● Stated exercise A: Reproduce everything in the passage on approximate adders from "In general, having" down to "accurate circuit [30,34].".
● Stated exercise B: Pick up the passage on approximate adders for image processing where it ends, and keep writing it.

-- start Document passage --

We considered digital image processing (reconstruction) as a practical application, as in [37], to evaluate the performance of different approximate adders vis-à-vis the accurate adder. We considered many digital images with a grayscale resolution of 8 bits and a spatial resolution of 512 × 512 for experimentation. Image processing was performed as described in [34], whereby an original image was translated into a matrix form which was then processed by computing fast Fourier transform and inverse fast Fourier transform accurately or approximately. The matrix output was subsequently re-translated into a digital image. Integer Fourier transforms were computed wherein multiplication was performed accurately, while addition was performed accurately or approximately. To perform accurate addition, we used the accurate adder and to perform approximate addition, we used different approximate adders individually. We considered a 32-bit addition as in [37], which implies that the size of the accurate adder and approximate adders are 32 bits.
In general, having a small imprecise part in an approximate circuit would reduce the savings in design metrics gained compared to the accurate circuit, while having a big imprecise part in an approximate circuit may make its output quality (here, image quality) unacceptable for a practical application. Therefore, having an optimum imprecise part in an approximate circuit is important as that would pave the way for an acceptable compromise between output quality and savings in design metrics gained by an approximate circuit compared to the accurate circuit [30,34].
It was observed in [20,25] that for digital image processing and digital video encoding applications, the approximation limit may be optimally specified in the range of 7 to 9 least significant bits while considering a 32-bit arithmetic. Here, following a trial-and-error approach, as discussed in [34], the optimum imprecise part of the approximate adders was determined as 10 bits in size and the optimum precise part as 22 bits in size.

-- end Document passage --
-- start Given data --

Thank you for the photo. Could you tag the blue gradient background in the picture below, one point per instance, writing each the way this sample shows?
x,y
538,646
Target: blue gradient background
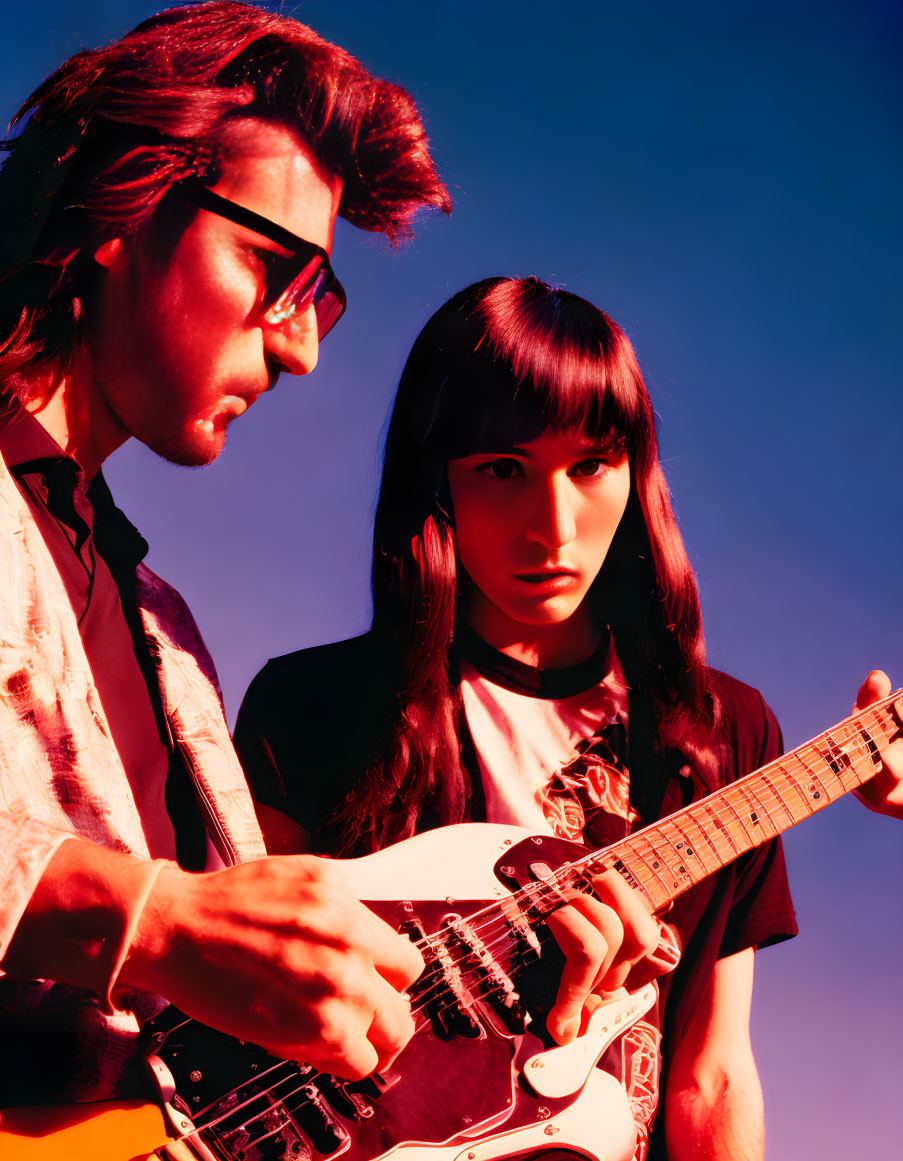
x,y
724,180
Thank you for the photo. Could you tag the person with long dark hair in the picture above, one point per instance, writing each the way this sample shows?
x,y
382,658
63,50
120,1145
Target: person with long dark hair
x,y
536,657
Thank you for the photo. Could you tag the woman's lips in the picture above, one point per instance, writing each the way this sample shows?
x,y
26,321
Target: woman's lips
x,y
549,578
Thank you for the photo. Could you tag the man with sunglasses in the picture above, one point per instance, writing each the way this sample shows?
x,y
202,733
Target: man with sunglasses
x,y
168,213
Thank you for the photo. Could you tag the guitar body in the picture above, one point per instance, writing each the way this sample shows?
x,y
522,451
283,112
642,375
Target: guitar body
x,y
481,1079
472,1084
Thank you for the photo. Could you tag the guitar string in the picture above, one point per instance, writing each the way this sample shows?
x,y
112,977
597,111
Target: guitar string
x,y
767,798
851,734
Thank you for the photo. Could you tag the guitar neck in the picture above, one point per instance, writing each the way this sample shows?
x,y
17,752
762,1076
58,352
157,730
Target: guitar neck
x,y
667,857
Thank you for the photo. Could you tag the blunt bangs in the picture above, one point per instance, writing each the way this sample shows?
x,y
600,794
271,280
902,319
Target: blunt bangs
x,y
529,359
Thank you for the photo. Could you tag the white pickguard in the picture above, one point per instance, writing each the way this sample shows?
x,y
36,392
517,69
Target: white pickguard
x,y
455,864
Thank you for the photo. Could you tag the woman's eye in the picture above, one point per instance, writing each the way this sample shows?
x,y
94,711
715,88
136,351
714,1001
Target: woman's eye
x,y
500,469
590,468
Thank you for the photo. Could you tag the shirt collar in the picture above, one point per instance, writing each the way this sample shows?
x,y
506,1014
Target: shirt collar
x,y
520,678
24,441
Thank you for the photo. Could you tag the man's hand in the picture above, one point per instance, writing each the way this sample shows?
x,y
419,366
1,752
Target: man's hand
x,y
280,953
604,940
885,792
277,952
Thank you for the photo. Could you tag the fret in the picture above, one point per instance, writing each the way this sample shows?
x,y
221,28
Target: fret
x,y
811,772
871,747
686,851
759,813
729,793
780,765
702,844
666,858
705,831
787,810
720,826
661,863
650,863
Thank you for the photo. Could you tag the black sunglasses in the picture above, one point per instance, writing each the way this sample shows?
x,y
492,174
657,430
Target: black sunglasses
x,y
295,282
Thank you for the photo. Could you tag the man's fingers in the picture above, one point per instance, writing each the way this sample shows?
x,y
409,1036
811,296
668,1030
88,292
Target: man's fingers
x,y
392,1023
589,934
395,957
874,687
641,931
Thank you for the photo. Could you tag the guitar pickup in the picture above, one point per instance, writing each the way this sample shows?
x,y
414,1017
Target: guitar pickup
x,y
439,988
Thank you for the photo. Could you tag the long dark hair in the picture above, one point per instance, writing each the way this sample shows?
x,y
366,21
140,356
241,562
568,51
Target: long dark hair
x,y
113,129
503,361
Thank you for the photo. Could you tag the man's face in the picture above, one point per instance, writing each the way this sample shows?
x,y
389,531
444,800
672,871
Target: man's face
x,y
180,346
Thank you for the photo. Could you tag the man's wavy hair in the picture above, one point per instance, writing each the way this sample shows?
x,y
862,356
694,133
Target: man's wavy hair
x,y
504,361
106,136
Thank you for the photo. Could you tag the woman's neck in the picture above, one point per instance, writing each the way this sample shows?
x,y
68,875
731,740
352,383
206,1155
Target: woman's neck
x,y
557,646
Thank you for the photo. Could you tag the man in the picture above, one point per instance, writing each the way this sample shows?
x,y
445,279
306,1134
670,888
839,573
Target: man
x,y
170,209
168,214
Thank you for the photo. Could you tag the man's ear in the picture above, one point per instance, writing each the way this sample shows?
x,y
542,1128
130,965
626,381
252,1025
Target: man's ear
x,y
108,251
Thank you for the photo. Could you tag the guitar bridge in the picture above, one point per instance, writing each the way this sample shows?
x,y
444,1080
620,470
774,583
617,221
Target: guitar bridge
x,y
230,1101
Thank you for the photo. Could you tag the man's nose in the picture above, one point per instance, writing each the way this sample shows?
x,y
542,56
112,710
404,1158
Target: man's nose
x,y
551,521
294,343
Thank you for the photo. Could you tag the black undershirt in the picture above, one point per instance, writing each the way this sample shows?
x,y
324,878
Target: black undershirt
x,y
96,552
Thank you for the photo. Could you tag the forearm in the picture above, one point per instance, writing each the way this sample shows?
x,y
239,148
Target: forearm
x,y
719,1117
79,922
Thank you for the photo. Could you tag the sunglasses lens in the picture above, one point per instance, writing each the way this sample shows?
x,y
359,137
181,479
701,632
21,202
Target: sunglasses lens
x,y
313,286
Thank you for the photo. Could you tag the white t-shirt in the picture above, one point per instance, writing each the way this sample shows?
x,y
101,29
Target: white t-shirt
x,y
524,738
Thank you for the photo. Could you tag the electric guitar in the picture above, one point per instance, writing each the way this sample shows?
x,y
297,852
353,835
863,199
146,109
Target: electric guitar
x,y
479,1079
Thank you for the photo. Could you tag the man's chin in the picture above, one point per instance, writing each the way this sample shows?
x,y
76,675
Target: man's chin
x,y
193,449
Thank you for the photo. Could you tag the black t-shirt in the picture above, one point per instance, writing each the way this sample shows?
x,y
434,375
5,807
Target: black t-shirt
x,y
312,721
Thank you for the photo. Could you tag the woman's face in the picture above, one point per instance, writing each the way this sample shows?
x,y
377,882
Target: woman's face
x,y
533,526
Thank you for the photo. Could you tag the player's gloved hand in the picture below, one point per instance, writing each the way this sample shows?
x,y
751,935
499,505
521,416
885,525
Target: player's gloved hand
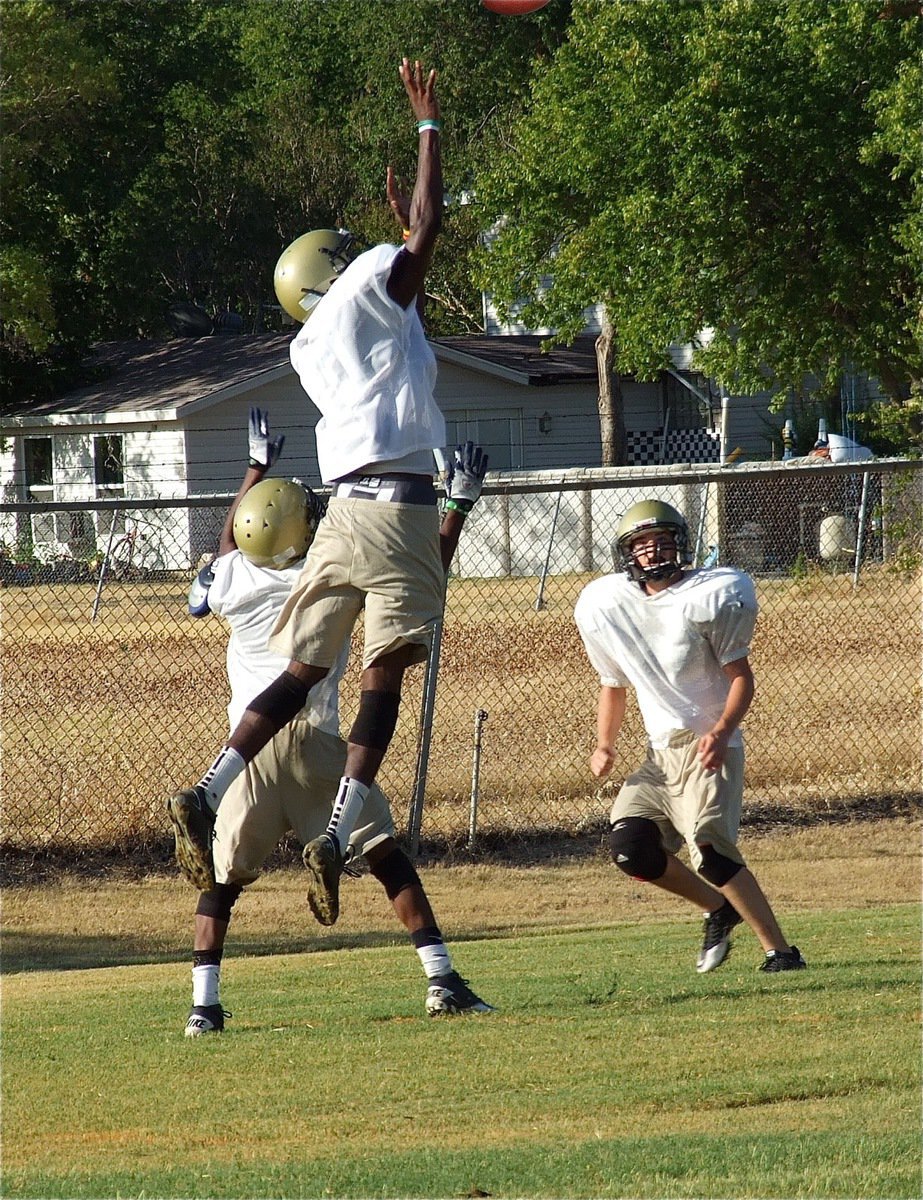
x,y
263,449
465,484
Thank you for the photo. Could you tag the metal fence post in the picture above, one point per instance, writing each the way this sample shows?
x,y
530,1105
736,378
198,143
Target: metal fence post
x,y
423,754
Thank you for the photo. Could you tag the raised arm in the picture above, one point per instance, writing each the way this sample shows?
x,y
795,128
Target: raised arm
x,y
408,273
264,451
462,491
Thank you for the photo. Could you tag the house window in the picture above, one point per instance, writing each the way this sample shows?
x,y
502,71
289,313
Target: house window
x,y
108,457
39,472
108,465
498,432
39,465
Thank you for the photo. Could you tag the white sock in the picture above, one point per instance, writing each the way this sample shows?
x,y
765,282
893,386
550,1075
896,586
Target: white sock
x,y
220,775
347,807
435,959
205,981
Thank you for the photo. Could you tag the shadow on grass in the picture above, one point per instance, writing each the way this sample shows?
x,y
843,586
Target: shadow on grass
x,y
27,952
30,865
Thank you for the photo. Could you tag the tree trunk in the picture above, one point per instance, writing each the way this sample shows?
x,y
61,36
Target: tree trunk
x,y
610,402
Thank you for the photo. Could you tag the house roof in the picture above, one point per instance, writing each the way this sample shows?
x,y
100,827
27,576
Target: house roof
x,y
163,378
151,377
520,358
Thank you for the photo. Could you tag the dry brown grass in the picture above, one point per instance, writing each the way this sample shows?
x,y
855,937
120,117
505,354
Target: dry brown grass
x,y
101,720
76,922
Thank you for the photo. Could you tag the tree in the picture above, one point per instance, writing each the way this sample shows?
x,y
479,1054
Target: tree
x,y
196,138
732,166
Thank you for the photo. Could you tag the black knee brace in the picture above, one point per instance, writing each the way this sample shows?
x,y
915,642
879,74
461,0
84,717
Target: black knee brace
x,y
636,849
715,868
395,873
376,720
281,701
219,901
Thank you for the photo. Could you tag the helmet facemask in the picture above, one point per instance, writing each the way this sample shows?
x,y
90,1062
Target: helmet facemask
x,y
663,568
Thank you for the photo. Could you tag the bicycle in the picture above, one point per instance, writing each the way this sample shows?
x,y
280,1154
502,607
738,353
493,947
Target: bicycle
x,y
135,557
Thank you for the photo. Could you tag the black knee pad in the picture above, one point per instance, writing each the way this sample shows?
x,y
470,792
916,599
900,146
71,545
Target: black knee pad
x,y
395,873
715,868
636,849
281,701
219,901
376,720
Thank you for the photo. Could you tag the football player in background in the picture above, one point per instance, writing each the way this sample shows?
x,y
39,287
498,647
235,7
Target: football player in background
x,y
289,783
682,640
364,360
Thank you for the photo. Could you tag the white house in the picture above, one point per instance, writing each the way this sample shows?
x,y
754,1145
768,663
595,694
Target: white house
x,y
169,419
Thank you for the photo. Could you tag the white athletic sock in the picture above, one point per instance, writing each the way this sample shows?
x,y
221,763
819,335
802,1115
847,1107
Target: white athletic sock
x,y
435,959
220,775
205,981
347,807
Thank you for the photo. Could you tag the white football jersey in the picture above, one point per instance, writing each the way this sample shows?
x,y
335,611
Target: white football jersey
x,y
365,363
670,646
250,598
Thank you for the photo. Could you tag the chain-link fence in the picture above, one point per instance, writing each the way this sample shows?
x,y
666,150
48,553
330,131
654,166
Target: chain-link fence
x,y
113,696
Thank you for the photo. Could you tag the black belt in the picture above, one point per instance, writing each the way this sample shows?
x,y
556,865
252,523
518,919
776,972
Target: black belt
x,y
397,487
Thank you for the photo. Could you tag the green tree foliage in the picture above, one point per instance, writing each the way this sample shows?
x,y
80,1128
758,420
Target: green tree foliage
x,y
162,150
744,167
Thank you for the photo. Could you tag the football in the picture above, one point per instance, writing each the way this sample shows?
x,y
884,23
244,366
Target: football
x,y
514,7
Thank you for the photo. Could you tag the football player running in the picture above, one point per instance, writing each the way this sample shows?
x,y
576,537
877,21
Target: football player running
x,y
682,640
365,363
289,783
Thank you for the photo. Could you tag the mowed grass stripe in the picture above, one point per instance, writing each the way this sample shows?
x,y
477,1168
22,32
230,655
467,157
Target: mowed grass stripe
x,y
611,1069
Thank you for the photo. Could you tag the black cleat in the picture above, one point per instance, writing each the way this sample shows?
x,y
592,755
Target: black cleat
x,y
717,941
450,995
193,829
205,1019
784,960
324,863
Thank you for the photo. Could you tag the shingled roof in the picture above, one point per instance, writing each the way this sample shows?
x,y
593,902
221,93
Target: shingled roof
x,y
156,377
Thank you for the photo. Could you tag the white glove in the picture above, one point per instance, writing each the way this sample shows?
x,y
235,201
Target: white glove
x,y
263,449
465,484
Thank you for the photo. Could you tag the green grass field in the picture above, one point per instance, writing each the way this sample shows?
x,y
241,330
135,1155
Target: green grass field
x,y
610,1069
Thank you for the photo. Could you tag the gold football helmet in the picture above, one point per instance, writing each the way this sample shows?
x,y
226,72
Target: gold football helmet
x,y
276,522
651,516
306,269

-- end Given data --

● Expected output A:
In general, having a small imprecise part in an approximate circuit would reduce the savings in design metrics gained compared to the accurate circuit, while having a big imprecise part in an approximate circuit may make its output quality (here, image quality) unacceptable for a practical application. Therefore, having an optimum imprecise part in an approximate circuit is important as that would pave the way for an acceptable compromise between output quality and savings in design metrics gained by an approximate circuit compared to the accurate circuit [30,34].

● Expected output B:
Example images lena and cameraman, which were processed accurately and approximately using accurate and approximate adders, respectively, are shown in Figure 3 and Figure 4 for an illustration. Two figures of merit viz. peak signal to noise ratio (PSNR) [38] and structural similarity index metric (SSIM) [39] were estimated to ascertain the quality of reconstructed images, and they are given above the images in Figure 3 andFigure 4. While PSNR is a figure of merit widely used in digital signal processing, SSIM is a figure of merit of specific relevance for digital image processing. Here, PSNR is used to quantify the signal strength relative to the noise/distortion in an image. A high value of PSNR indicates less distortion in an image. SSIM is estimated by comparing a reference (original) image with a target image. Here, the target image may refer to an accurately or approximately reconstructed image. SSIM ranges from 0 to 1 decimal, with 0 indicating no similarity and 1 indicating a perfect similarity between the reference and target images. Hence, a high value of SSIM is also preferred. A perusal of Figure 3 and Figure 4 would reveal major or minor distortions in the form of grains, spots and/or shaded regions in the images obtained using approximate adders compared to the images obtained using the accurate adder.
The image reconstructed by computing accurate fast Fourier transform and inverse fast Fourier transform involving accurate addition is shown in Figure 3a and Figure 4a, while the images reconstructed by computing approximate fast Fourier transform and inverse fast Fourier transform involving approximate additions are shown in Figure 3b–n and Figure 4b–n, respectively. Due to the accurate computation, PSNR = ∞ for Figure 3a and Figure 4a, and their SSIM = 1.
PSNR and SSIM calculated for the images reconstructed using different approximate adders are given in Table 1 and Table 2, respectively. From Figure 3 and Figure 4 and Table 1 and Table 2, it is noted that among the approximate adders, HOAANED consistently results in an improved PSNR and this is attributed to its near-normal error distribution characteristic. HOAANED also enables an enhanced SSIM in comparison with many approximate adders, except HERLOA and M-HERLOA. HERLOA and M-HERLOA consistently result in almost the same SSIM, which is greater than the SSIM of images reconstructed using other approximate adders, and this is due to a better approximate logic employed in their imprecise parts. To validate this, an error analysis was performed by supplying one million random input vectors to the accurate adder and approximate adders. The extent of error occurring in the approximate adders relative to the accurate adder was plotted in the form of an error distribution, as shown in Figure 5, which portrays the error magnitudes in terms of their percentage occurrence.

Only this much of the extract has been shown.